Obiettivo a
Converti in una lista JSON di stringhe le righe dei record a partire da quella contenente "Indicate each instance of the duck neck" fino a quella contenente "[(206, 56), (119, 46), (241, 64), (73, 51)]", estremi inclusi. Usa una stringa per ogni riga e ometti le righe vuote.

Testo citato

Nel corso degli ultimi 15 anni si è assistito, al tramonto di una società mediamente ricca che con diverse espressioni è stata definita “società opulenta”, “società dei due terzi” e che in sostanza poggiava su un esteso senso di appartenenza al ceto medio da parte della stragrande maggioranza della popolazione, pur tra considerevoli livelli di disuguaglianza. Oggi, per vari fattori, tra cui la precarizzazione del lavoro, la drastica riduzione del potere d'acquisto di salari e pensioni, l'aumento della pressione fiscale e delle tariffe dei servizi, la penalizzazione del risparmio delle famiglie, l'assenza di mobilità sociale prodotta da selezioni sempre più privatistiche dei lavoratori, i ceti medi e popolari si stanno impoverendo. A Napoli peraltro la vicenda del reddito di cittadinanza ha segnalato una percentuali di “poveri- poveri” altissima e dirompente. Lo ha ricordato anche il presidente della CEI mons. Bagnasco nella sua prolusione all'Assemblea Generale di lunedì scorso, quando ha osservato che in Italia si assiste ad “una progressiva crescita del disagio economico” e che “spesso con difficoltà si arriva alla fine del mese”.

Estratti da dati di annotazione per punti

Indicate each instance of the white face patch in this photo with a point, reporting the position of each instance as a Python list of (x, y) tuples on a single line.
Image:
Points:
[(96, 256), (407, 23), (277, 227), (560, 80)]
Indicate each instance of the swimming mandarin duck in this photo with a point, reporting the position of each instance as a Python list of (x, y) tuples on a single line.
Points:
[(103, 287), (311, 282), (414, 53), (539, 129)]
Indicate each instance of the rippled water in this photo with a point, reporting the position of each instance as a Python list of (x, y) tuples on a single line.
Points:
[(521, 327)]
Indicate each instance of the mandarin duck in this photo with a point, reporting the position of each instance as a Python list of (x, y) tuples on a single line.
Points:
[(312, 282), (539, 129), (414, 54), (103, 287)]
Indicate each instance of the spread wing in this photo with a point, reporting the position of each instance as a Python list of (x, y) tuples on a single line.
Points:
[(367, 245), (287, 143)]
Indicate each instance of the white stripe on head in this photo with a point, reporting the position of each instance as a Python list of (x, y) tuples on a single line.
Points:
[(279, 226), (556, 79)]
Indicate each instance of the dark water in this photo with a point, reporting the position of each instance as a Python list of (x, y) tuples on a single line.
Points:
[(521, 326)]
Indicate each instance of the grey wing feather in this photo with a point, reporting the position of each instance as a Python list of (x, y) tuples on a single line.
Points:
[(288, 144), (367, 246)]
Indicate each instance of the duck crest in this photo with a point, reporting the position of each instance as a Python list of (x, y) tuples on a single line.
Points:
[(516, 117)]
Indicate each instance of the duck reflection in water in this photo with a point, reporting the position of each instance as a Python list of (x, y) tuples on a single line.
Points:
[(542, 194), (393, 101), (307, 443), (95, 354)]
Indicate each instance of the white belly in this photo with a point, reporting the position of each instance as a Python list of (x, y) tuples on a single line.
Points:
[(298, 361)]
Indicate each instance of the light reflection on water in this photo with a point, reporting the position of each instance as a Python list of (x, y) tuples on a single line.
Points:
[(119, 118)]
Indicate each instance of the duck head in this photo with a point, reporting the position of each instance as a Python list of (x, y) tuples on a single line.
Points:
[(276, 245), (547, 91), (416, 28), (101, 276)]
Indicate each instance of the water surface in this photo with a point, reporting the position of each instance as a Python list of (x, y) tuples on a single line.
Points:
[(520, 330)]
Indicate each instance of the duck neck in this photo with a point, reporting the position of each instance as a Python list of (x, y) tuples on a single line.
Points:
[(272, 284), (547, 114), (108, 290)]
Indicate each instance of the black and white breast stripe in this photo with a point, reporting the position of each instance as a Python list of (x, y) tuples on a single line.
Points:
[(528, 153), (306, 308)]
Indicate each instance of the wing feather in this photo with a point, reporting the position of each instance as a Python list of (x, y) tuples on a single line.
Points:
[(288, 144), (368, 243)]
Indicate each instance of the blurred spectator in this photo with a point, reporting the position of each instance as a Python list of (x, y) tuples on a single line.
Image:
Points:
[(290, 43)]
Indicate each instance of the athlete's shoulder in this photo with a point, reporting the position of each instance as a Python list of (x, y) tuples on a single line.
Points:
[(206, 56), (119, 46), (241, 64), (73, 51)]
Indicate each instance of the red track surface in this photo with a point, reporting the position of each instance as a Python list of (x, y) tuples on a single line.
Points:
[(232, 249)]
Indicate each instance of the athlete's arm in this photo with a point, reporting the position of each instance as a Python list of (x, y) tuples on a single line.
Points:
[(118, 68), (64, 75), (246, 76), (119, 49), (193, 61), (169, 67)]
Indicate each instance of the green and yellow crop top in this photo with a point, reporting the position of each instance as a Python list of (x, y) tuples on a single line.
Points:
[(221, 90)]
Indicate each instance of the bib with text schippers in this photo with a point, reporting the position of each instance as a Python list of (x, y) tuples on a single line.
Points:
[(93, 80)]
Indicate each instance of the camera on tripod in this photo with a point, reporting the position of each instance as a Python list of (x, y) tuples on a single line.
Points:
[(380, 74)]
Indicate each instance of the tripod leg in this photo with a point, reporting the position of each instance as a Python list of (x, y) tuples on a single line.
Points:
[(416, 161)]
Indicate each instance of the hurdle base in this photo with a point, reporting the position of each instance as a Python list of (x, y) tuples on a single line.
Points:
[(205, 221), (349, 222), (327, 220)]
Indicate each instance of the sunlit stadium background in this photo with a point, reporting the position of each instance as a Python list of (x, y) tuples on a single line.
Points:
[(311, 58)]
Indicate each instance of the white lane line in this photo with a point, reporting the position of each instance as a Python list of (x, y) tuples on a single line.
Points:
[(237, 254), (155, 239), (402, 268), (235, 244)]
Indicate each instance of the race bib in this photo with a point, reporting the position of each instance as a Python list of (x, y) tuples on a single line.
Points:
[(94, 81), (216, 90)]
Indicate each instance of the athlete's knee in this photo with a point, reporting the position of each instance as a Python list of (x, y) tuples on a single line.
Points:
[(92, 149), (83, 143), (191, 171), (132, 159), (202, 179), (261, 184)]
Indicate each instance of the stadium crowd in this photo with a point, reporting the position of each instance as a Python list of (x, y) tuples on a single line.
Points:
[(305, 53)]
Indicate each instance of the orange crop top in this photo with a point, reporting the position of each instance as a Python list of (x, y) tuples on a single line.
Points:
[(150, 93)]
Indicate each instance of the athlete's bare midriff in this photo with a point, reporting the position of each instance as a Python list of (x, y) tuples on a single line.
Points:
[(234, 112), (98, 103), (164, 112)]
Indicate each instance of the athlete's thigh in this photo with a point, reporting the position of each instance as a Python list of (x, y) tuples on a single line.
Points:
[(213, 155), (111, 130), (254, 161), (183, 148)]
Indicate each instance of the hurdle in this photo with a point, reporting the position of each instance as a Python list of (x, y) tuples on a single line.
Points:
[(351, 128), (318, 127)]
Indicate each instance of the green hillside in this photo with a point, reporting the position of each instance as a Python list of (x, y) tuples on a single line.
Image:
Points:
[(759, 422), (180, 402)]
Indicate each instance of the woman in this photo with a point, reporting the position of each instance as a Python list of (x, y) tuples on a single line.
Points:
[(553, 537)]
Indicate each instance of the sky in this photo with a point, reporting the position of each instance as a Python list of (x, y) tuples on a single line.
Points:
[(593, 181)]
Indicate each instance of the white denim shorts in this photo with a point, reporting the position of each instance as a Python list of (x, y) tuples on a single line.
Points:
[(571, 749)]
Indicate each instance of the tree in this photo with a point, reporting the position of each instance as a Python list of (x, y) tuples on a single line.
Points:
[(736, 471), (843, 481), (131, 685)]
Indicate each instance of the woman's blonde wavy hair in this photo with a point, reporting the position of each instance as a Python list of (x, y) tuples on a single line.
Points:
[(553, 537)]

Obiettivo b
Continua il testo sull'impoverimento dei ceti medi dopo la sua ultima frase.

Risultato atteso a
[
  "Indicate each instance of the duck neck in this photo with a point, reporting the position of each instance as a Python list of (x, y) tuples on a single line.",
  "Points:",
  "[(272, 284), (547, 114), (108, 290)]",
  "Indicate each instance of the black and white breast stripe in this photo with a point, reporting the position of each instance as a Python list of (x, y) tuples on a single line.",
  "Points:",
  "[(528, 153), (306, 308)]",
  "Indicate each instance of the wing feather in this photo with a point, reporting the position of each instance as a Python list of (x, y) tuples on a single line.",
  "Points:",
  "[(288, 144), (368, 243)]",
  "Indicate each instance of the blurred spectator in this photo with a point, reporting the position of each instance as a Python list of (x, y) tuples on a single line.",
  "Image:",
  "Points:",
  "[(290, 43)]",
  "Indicate each instance of the athlete's shoulder in this photo with a point, reporting the position of each instance as a Python list of (x, y) tuples on a single line.",
  "Points:",
  "[(206, 56), (119, 46), (241, 64), (73, 51)]"
]

Risultato atteso b
Ora, occorre essere consapevoli che questo progressivo impoverimento delle fasce di mezzo della società non è che il preludio, in prospettiva, alla loro cancellazione, poiché il modello sociale che si sta affermando non consentirà l'accesso alla ricchezza, ed a tanta ricchezza, che a più del 20% della popolazione mentre la stragrande maggioranza, nel nuovo modello di società in cui stiamo entrando, è destinata a vivere in un crescente stato di precarietà, nonostante l'entusiasmo dei fautori della cosiddetta “low cost society”. Siamo di fronte ad un bivio: Accompagnare questa trasformazione epocale o cercare di correggerla. Se ci limitiamo ad accompagnarla bisogna mettere nel conto che chi ha soluzioni autoritarie e verticistiche sarà favorito nel far digerire ai popoli delle società avanzate il passaggio da una situazione di diffuso benessere a situazioni di precarietà di massa e di crescente contrasto tra ricchezza e povertà. Se invece vogliamo provare a governarla allora credo che dobbiamo innanzitutto tornare a fare in modo che la politica faccia sentire la sua voce laddove si prendono decisioni di grande interesse pubblico.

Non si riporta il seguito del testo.